**TASK BRIEF**
In full and without alteration, print the entries that follow.
== Segment start ==
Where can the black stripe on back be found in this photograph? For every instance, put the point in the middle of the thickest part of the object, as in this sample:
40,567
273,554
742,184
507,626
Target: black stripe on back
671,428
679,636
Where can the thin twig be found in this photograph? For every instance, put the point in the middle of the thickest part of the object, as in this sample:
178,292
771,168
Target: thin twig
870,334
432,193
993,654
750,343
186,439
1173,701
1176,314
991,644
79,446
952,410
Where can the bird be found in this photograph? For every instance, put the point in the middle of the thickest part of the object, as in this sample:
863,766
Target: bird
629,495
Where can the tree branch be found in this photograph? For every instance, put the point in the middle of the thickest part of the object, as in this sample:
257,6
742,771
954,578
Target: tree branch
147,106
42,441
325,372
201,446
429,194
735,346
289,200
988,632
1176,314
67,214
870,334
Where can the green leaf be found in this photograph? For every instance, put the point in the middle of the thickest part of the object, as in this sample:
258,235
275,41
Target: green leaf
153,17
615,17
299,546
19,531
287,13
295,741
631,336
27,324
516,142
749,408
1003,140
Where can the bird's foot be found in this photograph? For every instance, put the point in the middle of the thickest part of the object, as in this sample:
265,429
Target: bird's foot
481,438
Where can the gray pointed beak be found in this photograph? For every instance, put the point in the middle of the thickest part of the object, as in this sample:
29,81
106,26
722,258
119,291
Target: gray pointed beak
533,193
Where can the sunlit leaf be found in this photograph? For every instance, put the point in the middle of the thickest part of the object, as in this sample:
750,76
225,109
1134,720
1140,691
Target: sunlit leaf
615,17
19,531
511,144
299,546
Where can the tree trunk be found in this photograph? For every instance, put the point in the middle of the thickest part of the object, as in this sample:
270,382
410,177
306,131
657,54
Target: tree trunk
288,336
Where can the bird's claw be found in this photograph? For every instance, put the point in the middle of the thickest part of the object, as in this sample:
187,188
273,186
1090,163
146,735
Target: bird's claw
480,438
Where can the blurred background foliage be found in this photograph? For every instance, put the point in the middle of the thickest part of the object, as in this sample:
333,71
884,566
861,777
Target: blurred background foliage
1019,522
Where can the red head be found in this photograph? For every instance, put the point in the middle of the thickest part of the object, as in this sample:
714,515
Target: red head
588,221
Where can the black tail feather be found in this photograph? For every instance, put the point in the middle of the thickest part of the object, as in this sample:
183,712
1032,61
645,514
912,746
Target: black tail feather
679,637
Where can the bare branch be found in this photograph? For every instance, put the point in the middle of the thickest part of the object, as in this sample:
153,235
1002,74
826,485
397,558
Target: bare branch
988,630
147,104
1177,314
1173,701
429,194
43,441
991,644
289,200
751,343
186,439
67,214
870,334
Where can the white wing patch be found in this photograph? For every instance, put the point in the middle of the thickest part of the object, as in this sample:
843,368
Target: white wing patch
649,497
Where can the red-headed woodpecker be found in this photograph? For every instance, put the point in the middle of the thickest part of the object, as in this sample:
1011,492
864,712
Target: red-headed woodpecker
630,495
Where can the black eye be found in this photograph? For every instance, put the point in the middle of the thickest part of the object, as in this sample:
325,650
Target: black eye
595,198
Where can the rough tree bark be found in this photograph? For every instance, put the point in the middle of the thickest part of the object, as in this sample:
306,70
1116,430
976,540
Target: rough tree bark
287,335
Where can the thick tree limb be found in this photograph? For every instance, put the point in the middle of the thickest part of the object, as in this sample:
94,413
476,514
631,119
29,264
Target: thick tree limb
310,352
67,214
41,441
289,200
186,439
== Segment end ==
**RESULT FOR THIS EXERCISE**
Where can the black stripe on back be found in this photograph? For every instance, put the point in the middle of the thickest part of the object, as in this sample:
40,567
273,554
742,184
507,626
Target: black stripe on back
671,428
679,636
Where can the thin twig be found in this photograph? For every instance, put the point in the middle of the thickest part of the object, as in this sample:
178,292
771,168
Target: thin twig
870,334
432,193
993,654
750,343
186,439
1173,701
1176,314
991,644
79,446
952,410
Where can the bird be found in this photograph? For every instance, put the point in the middle of the thickest part of the object, as in this sample:
863,766
Target: bird
629,495
Where can the tree branch be found in this photograph? For every instance, put the point in the middle of the thickest part of the object, as in this sample:
257,6
742,771
954,578
Target: tree branch
147,106
42,441
325,372
201,446
429,194
735,346
289,200
988,632
1176,314
67,214
870,334
Where can the green leaf be found in this photograph? For every instance, put the point in the middle of the thickest part of the object, as in this sample:
258,235
275,41
Target: green leaf
153,17
615,17
299,546
19,531
287,13
295,741
631,336
27,324
516,142
749,408
1003,140
Where can the bird's foot be found in this photograph? For every instance, put the point in the middle of the thickest part of the object, as in this sample:
265,429
Target: bird's foot
481,438
Where can the gray pointed beak be found in this photograph? For every instance, put the point in the middle of the thickest part of the object, as in this sample:
29,81
106,26
722,258
119,291
Target: gray pointed beak
533,193
Where can the sunlit leaf be found in this photograph? For every instance, put the point in the middle of the thickest part of the object, as in this sample:
750,76
225,109
1134,720
1140,691
Target: sunlit leaf
615,17
19,531
511,144
299,546
Where can the tree trunk be found in this photograph? For every instance, put the point in the middle of the thickest part of the object, as in this sample:
270,382
410,177
306,131
657,54
Target: tree trunk
288,336
Where can the bird's claw be found in this photograph? For every instance, put the point in the middle of the thickest part of the object, as in this sample:
187,188
273,186
1090,163
146,735
Target: bird's claw
480,438
Where can the blurred background foliage be found in this photograph? For every instance, put the point in the middle of the thickest part of the object, as in this sample:
333,71
884,566
861,777
Target: blurred background foliage
1019,522
Where can the red head be found in this photograph? For every instance, put the point in the middle of the thickest part of the object, as in this sample:
714,515
Target: red head
588,221
Where can the black tail feather be found in this photograph? For every instance, put the point in the middle of the thickest part of the object, as in this sample:
183,712
1032,61
645,514
912,746
Target: black tail feather
679,637
Where can the bare branch be found in this photograph? For every instance, put the point in the middle of the thickest part of the object, as in this sample:
153,235
1002,74
826,485
397,558
Target: bare branch
988,630
147,104
1177,314
1173,701
429,194
43,441
991,644
289,200
751,343
186,439
67,214
870,334
Where can the white wing patch be found in this photograph? For every instance, put the point in the middle of the thickest part of the object, as in this sample:
843,368
Target: white wing patch
649,497
Where can the red-headed woodpecker be found in this photograph? For every instance, put the point in the middle of the thickest part of the object, as in this sample:
1011,492
864,712
Target: red-headed woodpecker
630,495
Where can the black eye be found in this photograph? For every instance, put the point in the middle of the thickest part of the object, as in this sample:
325,650
Target: black eye
595,198
Where can the rough tree bark be found in this photograph? For every instance, put the point in the middle of the thickest part of the object, as in this sample:
306,70
1116,430
976,540
Target: rough tree bark
287,335
Where can the thick tree limb be found in this photograph? For every instance, put the point in the middle of the thickest part of the object, as in this sample:
94,413
476,514
631,119
29,264
Target: thick tree limb
310,352
67,214
41,441
289,200
186,439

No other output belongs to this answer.